TASK DETAILS:
Reproduce verbatim the final portion of the material below, from the line containing "of the mountain" through its last line, and nothing else.

[Records from a data source]
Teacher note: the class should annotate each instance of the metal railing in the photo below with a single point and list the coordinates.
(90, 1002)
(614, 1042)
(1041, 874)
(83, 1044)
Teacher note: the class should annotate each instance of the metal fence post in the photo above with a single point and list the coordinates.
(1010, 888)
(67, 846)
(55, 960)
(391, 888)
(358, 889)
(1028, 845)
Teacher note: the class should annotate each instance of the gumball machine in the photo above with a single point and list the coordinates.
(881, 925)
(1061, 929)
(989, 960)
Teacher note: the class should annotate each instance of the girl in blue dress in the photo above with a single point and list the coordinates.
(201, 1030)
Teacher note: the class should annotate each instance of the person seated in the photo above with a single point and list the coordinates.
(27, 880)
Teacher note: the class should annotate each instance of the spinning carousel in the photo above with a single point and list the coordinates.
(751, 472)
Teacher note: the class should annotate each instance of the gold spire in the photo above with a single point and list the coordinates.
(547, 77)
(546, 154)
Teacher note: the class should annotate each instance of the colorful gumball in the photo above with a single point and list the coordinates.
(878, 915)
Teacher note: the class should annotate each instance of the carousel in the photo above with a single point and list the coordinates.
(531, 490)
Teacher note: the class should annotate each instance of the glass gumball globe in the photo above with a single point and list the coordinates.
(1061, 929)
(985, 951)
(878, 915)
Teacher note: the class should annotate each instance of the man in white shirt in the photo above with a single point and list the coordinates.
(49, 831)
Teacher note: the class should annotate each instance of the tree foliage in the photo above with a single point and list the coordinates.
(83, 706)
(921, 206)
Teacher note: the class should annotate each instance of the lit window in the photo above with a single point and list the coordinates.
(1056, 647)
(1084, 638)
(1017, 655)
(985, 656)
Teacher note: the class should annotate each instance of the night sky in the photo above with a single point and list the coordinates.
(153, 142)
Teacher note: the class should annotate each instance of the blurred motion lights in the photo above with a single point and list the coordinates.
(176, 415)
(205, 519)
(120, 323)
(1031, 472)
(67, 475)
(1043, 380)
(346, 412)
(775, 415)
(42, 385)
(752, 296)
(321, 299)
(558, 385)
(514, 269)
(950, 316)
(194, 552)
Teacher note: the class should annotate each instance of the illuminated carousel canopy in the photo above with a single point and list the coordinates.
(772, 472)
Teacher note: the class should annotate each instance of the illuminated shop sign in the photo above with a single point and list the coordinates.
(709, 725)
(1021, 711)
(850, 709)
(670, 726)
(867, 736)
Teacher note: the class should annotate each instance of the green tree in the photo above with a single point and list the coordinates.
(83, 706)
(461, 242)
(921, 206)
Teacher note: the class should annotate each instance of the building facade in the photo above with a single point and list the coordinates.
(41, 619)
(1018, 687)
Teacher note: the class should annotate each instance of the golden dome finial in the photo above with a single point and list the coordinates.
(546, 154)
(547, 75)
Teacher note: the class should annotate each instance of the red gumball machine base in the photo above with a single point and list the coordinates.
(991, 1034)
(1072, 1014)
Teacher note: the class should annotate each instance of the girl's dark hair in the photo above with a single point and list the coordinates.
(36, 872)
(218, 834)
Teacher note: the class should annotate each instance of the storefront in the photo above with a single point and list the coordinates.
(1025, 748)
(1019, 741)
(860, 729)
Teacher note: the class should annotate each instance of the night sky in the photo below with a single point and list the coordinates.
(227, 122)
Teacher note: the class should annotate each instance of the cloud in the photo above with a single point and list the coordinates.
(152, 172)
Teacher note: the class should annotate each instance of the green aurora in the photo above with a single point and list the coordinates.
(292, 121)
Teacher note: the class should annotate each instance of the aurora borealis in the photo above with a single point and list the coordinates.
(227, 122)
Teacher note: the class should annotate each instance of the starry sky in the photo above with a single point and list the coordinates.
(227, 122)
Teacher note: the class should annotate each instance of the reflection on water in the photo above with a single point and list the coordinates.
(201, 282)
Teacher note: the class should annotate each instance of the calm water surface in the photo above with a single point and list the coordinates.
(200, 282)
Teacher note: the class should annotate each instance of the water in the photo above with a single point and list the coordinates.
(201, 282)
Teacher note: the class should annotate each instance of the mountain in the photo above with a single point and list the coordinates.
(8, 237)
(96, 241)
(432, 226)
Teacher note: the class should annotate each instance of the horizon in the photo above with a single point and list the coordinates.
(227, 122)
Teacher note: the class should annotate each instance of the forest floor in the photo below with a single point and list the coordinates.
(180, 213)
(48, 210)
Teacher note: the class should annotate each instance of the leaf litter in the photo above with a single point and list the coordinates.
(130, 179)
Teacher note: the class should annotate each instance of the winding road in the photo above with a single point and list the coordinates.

WORKED ANSWER:
Teacher note: the class should annotate each instance of the mountain in the photo above with a single point and list the coordinates.
(8, 237)
(96, 241)
(432, 226)
Teacher note: the class should annotate each instance of the horizon in the photo above with a single point and list the coordinates.
(227, 122)
Teacher note: the class should annotate each instance of the forest floor in the photo below with a single point and list the coordinates.
(180, 213)
(48, 210)
Teacher note: the class should annotate each instance of the leaf litter in the photo above with a single point and list the coordinates.
(130, 179)
Teacher note: the class should annotate each instance of the winding road in the photo above with a single point and list the coordinates.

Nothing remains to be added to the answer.